* _WORK ITEM_
Quote the records from their first line through the line that contains "positive clicks: (577, 619)", including both of those lines.

*** Opening AVAILABLE DATA ***

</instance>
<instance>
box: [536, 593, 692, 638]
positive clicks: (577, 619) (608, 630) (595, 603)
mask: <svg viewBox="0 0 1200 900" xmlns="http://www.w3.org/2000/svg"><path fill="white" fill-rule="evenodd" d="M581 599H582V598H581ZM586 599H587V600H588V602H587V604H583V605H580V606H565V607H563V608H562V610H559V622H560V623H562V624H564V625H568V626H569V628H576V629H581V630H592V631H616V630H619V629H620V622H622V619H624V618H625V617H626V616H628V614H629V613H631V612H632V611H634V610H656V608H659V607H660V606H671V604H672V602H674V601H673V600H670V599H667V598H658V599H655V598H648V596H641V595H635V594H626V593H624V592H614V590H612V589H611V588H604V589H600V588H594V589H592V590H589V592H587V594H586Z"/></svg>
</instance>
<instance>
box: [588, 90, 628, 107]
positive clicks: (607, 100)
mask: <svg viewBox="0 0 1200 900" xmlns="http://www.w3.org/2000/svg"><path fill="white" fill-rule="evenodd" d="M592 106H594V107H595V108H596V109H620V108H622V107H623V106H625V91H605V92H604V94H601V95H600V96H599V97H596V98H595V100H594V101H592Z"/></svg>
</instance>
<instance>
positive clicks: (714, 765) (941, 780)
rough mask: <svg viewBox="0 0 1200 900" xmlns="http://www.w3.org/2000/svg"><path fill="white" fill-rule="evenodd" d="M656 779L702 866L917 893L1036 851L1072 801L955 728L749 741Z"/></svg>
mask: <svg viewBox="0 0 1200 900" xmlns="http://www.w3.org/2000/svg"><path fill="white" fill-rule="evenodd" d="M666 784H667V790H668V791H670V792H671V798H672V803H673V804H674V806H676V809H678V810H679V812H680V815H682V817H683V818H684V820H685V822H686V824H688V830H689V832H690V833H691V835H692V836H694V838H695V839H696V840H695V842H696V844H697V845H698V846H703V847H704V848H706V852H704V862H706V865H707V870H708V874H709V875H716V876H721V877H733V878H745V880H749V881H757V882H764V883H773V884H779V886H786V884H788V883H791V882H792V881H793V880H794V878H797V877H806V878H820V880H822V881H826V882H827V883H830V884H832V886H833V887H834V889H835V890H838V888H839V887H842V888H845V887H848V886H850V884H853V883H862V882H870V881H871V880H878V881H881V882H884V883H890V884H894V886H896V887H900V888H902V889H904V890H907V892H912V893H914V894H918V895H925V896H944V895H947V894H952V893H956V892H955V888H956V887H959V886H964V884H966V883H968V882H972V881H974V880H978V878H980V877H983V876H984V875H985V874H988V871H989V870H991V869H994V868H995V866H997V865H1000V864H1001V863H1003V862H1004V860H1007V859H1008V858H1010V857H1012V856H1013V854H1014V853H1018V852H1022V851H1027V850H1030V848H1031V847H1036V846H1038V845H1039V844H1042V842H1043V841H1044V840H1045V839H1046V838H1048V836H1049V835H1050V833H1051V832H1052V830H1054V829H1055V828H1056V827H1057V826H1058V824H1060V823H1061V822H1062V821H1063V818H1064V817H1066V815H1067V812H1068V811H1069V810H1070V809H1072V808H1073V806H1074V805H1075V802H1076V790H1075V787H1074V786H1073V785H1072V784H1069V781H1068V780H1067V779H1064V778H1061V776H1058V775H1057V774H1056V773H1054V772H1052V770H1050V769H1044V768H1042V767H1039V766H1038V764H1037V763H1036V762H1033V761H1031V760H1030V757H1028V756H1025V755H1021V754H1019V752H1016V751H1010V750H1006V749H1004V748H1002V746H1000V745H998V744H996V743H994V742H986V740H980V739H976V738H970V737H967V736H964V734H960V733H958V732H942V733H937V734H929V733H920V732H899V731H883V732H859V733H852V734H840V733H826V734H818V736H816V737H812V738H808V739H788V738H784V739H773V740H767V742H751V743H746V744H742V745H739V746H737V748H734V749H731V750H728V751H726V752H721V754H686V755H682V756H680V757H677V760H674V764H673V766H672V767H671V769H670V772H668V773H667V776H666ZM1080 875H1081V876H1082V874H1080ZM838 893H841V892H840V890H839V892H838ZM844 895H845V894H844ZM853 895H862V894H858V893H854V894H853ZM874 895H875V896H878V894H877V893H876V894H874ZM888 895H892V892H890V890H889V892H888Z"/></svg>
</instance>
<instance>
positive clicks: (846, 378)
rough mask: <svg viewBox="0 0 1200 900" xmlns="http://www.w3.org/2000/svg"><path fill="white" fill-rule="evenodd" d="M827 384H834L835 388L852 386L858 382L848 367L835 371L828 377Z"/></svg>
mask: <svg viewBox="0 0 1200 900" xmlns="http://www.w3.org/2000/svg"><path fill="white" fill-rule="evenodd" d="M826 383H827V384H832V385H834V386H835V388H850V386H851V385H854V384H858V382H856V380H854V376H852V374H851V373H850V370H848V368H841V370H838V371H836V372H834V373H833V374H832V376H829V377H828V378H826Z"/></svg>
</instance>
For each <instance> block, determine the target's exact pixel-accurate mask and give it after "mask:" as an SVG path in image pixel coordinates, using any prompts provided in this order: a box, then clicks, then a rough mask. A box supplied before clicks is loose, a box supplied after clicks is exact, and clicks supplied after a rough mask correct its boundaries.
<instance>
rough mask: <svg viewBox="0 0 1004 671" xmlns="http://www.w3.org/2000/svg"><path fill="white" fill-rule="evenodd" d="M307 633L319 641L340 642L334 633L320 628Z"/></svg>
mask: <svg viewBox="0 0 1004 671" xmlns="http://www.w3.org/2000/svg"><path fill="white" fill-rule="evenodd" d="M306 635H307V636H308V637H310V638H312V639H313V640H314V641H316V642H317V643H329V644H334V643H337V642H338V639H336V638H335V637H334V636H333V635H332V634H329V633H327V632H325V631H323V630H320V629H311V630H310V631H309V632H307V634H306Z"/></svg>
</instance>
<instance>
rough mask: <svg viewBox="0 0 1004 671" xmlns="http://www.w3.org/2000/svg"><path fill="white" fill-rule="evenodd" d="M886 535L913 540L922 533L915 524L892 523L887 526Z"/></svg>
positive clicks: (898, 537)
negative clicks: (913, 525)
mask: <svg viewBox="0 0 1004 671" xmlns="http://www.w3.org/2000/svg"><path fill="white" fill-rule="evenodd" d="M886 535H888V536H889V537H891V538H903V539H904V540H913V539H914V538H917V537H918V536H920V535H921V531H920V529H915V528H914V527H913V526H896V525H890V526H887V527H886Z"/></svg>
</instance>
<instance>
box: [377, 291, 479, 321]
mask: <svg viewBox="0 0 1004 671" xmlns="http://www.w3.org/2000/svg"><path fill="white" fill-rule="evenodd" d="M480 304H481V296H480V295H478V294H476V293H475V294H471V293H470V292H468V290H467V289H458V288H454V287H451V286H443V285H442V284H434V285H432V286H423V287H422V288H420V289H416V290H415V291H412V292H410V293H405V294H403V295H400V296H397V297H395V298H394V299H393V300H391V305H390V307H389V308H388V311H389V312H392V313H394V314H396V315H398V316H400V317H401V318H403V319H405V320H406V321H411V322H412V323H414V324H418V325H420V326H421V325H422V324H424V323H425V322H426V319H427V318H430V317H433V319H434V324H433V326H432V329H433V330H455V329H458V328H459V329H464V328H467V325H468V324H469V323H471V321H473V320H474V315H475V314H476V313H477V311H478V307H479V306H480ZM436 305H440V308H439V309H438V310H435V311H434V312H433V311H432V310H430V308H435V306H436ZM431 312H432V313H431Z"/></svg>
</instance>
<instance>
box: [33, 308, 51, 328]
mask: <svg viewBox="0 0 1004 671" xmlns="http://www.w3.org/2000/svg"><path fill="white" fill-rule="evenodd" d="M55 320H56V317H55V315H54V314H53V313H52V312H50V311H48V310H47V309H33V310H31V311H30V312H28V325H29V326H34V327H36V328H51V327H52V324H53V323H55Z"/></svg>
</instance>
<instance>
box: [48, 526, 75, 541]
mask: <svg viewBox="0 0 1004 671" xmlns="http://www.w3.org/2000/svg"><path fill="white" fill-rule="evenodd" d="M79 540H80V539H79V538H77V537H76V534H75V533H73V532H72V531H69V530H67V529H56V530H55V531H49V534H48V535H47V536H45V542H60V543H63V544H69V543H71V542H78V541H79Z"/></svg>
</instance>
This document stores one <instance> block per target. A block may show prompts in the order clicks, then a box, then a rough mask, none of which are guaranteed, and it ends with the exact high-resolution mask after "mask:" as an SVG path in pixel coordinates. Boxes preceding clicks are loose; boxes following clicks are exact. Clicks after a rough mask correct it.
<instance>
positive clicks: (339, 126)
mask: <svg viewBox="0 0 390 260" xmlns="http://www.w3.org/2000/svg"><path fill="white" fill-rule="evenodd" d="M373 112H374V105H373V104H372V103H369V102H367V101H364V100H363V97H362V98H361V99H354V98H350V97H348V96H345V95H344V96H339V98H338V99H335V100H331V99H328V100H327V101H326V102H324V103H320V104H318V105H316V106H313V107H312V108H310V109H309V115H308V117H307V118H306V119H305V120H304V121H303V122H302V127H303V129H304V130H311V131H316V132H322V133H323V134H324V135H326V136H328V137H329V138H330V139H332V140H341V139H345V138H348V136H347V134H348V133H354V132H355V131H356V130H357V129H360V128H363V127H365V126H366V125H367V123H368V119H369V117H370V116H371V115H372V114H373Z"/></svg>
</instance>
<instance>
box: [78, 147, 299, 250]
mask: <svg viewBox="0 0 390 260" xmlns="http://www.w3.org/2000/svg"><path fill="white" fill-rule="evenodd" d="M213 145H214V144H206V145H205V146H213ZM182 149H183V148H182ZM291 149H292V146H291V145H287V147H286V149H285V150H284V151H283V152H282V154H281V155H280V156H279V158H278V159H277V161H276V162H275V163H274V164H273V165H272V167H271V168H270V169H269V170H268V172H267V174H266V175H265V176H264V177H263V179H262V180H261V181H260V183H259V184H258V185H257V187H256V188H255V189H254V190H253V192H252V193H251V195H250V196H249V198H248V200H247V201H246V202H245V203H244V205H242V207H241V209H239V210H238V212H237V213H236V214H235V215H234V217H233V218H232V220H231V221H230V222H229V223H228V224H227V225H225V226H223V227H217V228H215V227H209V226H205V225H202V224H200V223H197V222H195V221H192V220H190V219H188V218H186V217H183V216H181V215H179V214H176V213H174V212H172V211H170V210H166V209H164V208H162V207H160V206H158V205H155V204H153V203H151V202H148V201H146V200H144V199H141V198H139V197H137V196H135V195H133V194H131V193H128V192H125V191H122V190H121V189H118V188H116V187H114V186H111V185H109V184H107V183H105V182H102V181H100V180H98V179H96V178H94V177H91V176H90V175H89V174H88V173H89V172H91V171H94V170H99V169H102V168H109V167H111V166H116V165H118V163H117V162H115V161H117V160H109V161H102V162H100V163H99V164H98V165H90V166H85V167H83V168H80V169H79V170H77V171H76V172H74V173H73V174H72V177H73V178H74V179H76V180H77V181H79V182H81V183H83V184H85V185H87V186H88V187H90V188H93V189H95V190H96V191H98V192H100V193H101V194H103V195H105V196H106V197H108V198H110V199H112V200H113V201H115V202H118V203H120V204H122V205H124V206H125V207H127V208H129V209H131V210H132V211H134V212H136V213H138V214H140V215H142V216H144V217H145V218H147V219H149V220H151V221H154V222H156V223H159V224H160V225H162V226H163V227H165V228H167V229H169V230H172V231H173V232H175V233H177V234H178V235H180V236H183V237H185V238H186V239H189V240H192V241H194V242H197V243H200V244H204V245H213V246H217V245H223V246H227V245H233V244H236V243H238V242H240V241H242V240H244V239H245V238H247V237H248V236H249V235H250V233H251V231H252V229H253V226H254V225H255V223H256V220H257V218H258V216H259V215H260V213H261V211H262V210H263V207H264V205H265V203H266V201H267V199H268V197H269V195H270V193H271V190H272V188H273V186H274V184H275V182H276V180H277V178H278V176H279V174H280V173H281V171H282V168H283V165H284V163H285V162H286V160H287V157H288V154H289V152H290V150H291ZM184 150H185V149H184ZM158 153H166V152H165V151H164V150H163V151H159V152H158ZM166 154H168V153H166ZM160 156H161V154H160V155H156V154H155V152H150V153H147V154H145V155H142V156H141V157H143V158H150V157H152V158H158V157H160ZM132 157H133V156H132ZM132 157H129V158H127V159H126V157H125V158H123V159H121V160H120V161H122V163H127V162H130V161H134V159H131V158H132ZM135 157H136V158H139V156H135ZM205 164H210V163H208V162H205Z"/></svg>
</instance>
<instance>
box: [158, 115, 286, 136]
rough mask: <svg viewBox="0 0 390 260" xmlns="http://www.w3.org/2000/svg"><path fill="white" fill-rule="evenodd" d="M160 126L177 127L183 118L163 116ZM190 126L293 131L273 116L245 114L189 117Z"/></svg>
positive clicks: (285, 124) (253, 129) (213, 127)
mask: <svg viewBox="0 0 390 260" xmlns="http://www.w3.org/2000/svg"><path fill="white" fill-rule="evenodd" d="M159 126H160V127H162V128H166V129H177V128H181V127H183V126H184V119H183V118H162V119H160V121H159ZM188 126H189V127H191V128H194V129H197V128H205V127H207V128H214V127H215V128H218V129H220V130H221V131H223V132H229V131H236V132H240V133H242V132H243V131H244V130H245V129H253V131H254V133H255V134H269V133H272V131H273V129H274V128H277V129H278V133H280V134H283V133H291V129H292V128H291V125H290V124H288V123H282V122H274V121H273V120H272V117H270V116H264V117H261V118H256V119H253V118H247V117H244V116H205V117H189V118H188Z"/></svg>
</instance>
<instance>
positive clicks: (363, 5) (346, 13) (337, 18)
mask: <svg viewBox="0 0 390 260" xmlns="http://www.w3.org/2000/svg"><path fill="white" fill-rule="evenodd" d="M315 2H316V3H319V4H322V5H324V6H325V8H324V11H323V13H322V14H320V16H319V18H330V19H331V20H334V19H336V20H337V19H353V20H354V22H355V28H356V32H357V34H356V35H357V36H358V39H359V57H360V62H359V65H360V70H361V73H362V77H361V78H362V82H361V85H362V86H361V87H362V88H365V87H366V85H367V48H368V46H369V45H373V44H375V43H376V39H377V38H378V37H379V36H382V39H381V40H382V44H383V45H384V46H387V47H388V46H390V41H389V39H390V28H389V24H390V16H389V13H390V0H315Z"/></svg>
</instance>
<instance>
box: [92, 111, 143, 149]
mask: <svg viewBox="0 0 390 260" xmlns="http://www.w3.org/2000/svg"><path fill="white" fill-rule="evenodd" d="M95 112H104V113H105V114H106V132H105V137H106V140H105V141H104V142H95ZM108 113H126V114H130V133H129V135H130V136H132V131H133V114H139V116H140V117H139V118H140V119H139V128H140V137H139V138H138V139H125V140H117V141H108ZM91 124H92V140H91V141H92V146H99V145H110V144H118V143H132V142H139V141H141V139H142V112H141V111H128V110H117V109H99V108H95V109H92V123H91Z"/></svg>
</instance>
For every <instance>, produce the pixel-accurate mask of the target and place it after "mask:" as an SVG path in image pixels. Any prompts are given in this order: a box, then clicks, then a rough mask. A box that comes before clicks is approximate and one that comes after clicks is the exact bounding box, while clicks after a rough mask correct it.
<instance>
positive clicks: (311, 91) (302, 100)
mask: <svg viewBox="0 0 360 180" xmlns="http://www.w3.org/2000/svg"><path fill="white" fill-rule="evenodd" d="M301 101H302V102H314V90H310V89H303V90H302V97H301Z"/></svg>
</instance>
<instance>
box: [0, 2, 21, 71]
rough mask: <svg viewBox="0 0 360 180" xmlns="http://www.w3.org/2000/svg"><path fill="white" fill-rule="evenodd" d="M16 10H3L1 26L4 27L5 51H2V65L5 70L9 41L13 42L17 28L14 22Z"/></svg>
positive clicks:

*** Closing AVAILABLE DATA ***

* _WRITTEN RESPONSE_
</instance>
<instance>
box: [536, 593, 692, 638]
positive clicks: (577, 619) (608, 630) (595, 603)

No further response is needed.